● About this exercise: Check each numbered statement against the letter to Charli, answering yes or no and quoting the words of the letter that settle it. 1. The letter was written in 2021. 2. The writer is Charli's aunt. 3. The family moved to 100 acres of bush near Batemans Bay.

● Quoted passage:
---
Charli, I’m writing this letter to you in 2021 with the hope that you read it on your 21st. As your nana, I hope to be there, toasting you with champagne and cheering you on to whatever goals you have set yourself.
By now, I’m sure you know how very, very much you are loved and how much you have brought into our lives since you arrived in the early hours of April 19, muttering to yourself what seemed to be a litany of complaints about the past nine months in utero.
What you may not know, however, is the strange times you were born into. Historic I would say, and – pray – once in a lifetime. I’m going to try to capture that, while we can still remember the strangeness, in the hope that this is just a blip on the radar and will soon fade into our collective memories.
The weirdness began when you were still a twinkle in your father’s eye. We – your mum, dad, uncle and I, had made the big tree-change to 10 acres of bush near Batemans Bay.
---
● Information shown:

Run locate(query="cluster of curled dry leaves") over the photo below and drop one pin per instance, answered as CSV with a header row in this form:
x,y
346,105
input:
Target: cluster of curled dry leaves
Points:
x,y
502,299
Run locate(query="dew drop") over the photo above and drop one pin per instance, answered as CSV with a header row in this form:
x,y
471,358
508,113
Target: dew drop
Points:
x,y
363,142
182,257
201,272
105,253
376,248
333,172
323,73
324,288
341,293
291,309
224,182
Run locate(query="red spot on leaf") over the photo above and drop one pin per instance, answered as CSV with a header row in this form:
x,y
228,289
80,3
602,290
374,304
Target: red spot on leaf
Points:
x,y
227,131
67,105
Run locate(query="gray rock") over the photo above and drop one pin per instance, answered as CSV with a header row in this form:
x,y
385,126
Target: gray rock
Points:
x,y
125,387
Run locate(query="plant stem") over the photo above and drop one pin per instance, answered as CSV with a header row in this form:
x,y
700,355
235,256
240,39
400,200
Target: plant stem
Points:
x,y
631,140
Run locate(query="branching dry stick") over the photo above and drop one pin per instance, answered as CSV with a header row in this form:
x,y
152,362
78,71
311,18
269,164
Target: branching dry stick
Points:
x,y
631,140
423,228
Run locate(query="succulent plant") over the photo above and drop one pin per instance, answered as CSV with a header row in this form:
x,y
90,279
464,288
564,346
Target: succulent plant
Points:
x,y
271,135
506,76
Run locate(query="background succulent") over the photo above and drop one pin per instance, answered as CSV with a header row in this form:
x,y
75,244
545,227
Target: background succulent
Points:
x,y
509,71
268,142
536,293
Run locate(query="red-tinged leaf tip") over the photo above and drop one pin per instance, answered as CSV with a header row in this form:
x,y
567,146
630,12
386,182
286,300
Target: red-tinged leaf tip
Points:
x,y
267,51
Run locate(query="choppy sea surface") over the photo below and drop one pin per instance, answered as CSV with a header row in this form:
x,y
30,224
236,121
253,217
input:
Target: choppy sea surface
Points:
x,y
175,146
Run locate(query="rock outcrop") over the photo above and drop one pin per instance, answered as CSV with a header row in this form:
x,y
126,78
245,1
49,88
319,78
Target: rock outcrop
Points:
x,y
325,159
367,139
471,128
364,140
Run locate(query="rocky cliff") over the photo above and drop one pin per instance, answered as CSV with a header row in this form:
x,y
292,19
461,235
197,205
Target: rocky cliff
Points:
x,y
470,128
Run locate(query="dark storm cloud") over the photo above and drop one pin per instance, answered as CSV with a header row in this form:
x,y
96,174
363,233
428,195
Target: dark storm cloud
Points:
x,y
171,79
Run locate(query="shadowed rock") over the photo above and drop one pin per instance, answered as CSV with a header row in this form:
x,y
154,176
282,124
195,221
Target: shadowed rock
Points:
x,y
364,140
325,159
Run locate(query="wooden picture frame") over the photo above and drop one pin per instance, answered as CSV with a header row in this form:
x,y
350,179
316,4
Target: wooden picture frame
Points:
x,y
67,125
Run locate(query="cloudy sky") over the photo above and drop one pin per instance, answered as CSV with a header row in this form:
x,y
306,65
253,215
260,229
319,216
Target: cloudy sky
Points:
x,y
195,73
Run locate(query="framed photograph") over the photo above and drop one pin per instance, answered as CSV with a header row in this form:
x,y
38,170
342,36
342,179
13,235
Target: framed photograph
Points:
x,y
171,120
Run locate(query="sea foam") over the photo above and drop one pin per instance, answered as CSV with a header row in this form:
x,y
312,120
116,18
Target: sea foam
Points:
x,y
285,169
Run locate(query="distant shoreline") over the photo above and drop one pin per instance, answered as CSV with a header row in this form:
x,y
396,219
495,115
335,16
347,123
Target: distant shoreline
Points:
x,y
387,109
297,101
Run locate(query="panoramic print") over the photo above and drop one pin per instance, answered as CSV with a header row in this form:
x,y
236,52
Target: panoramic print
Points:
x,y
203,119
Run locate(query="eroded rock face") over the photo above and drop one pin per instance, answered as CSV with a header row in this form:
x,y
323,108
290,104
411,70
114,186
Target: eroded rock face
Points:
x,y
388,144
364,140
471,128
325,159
---
● Problem solution:
1. Yes: "I’m writing this letter to you in 2021"
2. No: "As your nana"
3. No: "had made the big tree-change to 10 acres of bush near Batemans Bay"